# PROBLEM SET
(A) Condense the paragraph of the Haskell interview that begins "JvdJ: I think what's changed is that" into a bulleted list that keeps its main facts.
(B) Carry the Haskell interview forward from its final line.

# TEXT PROVIDED
* * *

JB: But so but what has changed since then? Is it just that now the text maintainers are a little bit more willing to say, oh yeah, this is a change that may degrade performance for some but we expect that it is actually a better choice for most of our users, or is there anything else that has changed an ecosystem of text or the mentality of Haskell developers to make it possible now?
JvdJ: I think what's changed is that, and I'm not really sure, because I was a student at the time, of course, I didn't really know how the internet worked and how companies work and that that kind of thing ... And it's only ten years ago, so I think back then UTF-8 was already becoming sort of ubiquitous on the internet, like pretty much everything was encoded in UTF-8, but at the time there was also still big projects and libraries using UTF-16. So obviously the advantage, I didn't actually mention this, sorry, so the advantage of using UTF-8 is that a lot of text, basically maybe pretty much everything you find on the internet and like JSON documents and like programming language source code, it's all almost almost exclusively encoded in UTF-8, so that means if you're reading a file encoded in UTF-8 into text which uses UTF-8, you can do it really fast, and that's really sort of the main advantage. And I think, this sort of UTF-8 everywhere has become more clear over the past ten years. Maybe another thing that's helped is that there's other programming languages who have just sort of chosen for UTF-8, and it turned well, so you can kind of use those as a success story.
JB: Yeah I think that makes sense.
JvdJ: And obviously the, I think, Haskell Foundation is also a bit directed, of course, by what the industry wants. And think especially for, yeah, in the industry it makes just sense to use UTF-8 at this point.
JB: Okay, maybe on to what's more entertaining topics, because I think there's plenty of that related to your work with Haskell as well. In particular very recently you've organized the ICFP Programming Contest. So how do you get to do that?
JvdJ: That's an interesting question. I'm not really sure how I got to do that. Um ...
NV: Would you do it again?

* * *

# ITEMS
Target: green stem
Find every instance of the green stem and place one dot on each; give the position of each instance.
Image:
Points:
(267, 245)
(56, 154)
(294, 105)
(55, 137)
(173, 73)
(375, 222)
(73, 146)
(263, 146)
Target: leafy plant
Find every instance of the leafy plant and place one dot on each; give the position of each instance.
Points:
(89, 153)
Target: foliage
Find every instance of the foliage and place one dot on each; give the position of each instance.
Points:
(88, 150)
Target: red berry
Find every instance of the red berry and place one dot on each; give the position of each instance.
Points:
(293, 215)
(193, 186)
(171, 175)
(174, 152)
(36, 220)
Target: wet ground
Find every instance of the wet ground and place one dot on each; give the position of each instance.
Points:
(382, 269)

* * *

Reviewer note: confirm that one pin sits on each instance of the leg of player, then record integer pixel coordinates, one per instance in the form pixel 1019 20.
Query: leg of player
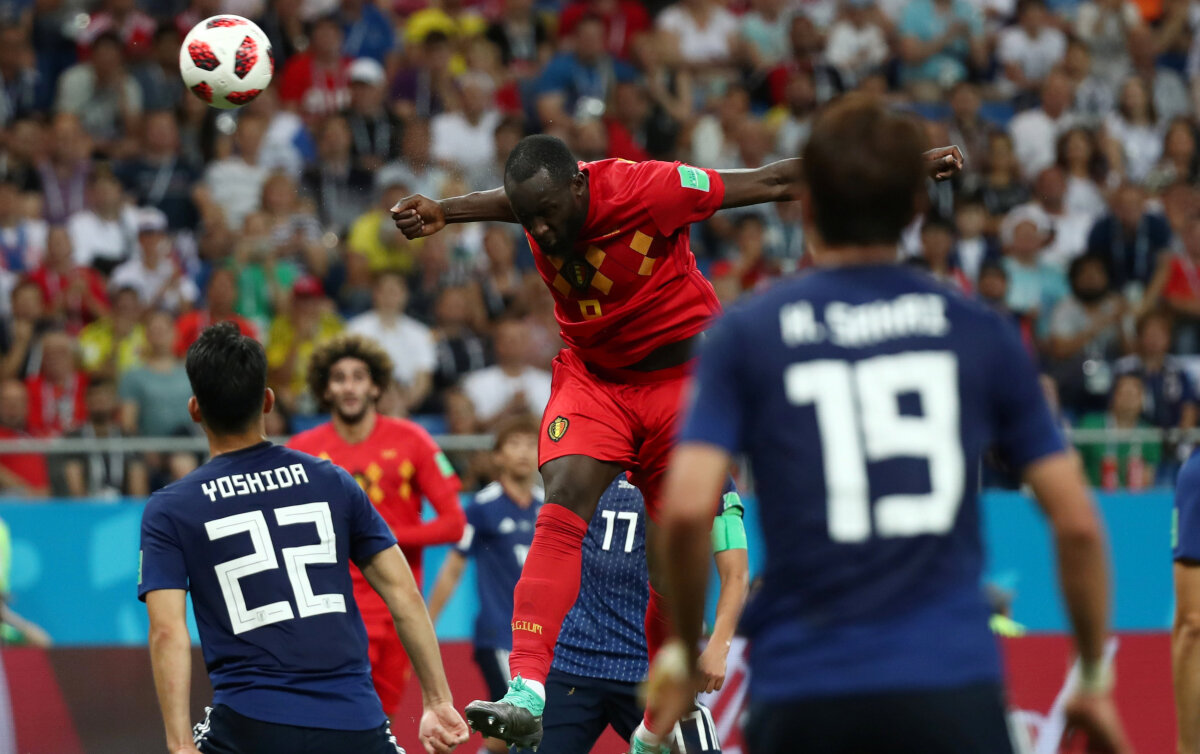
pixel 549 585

* * *

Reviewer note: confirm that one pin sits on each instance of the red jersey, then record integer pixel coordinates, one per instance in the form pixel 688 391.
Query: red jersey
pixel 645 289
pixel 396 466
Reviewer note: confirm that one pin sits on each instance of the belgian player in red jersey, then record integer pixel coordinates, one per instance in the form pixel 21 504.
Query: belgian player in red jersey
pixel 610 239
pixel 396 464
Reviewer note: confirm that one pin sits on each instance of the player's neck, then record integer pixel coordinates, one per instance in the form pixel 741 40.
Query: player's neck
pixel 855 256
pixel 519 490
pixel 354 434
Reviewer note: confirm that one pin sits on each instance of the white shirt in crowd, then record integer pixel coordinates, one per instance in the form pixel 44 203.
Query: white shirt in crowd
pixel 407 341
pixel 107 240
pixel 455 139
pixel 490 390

* * *

# RESPONSES BY TASK
(A)
- JvdJ is unsure, having been a student at the time with little sense of how the internet and companies worked.
- Ten years ago, UTF-8 was already becoming nearly ubiquitous on the internet, though big projects and libraries still used UTF-16.
- The main advantage of UTF-8 is that almost all text found online, including JSON documents and programming language source code, is encoded in UTF-8. Reading such files into a text type that uses UTF-8 is therefore very fast.
- Over the past ten years, the idea of "UTF-8 everywhere" has become clearer.
- Other programming languages that chose UTF-8 and did well can serve as success stories.

(B)
JvdJ: So first of all, no I would never do this again. It's been one of the best experiences, sort of programming-related, I have had, just because you really um, okay so maybe we need to put a little bit more more context here. So the ICFP contest is a programming contest that's held, so it's affiliated with the ICFP conference, which I think maybe most listeners know. Um, so it's a yearly held contest, you ... teams take part. You can be a team of any size. You can also just participate on your own. I think that's one of the things I quite like about this contest is that the barrier to entry is very low. Like there's no entry fee or whatever, you can just have a look. If you like the problem, you can get started. If you don't, well you can do something else with your weekend. Um, and so it runs for 72 hours. So it's pretty intense and I've been taking part of it for most years in the past, I think, even though I'm more of a casual participant. So I don't do the thing where I don't sleep for the weekend and so on, right, and I also don't expect to really be competitive, because some of the people who would take part of this are just really really good at competitive programming. Um, I do it more just because I find it fun to write something like this in Haskell and it's usually, the problems are very different from what you do at your work, right? So it's pretty fun and then, yeah, so this year I was asked to organize it. I didn't do that alone, of course, like I asked my friend Alex Lang, because also he's one of the people I usually take part in the contest with, so we kind of have an idea of kind of what we like and what we don't like. We asked some other people people as well. But I think it was mostly us two, um and yeah, it's really, I would say it's really fun, really challenging. It's a lot of work. But you really sort of get to create your own world with its own rules. Um, I would say, because you get so focused into this problem that you're really inventing, right? There's no real world ... maybe sometimes there's a real world application. In our case, it was based on a TV game show. So the real world application is not super important.
NV: Which TV show?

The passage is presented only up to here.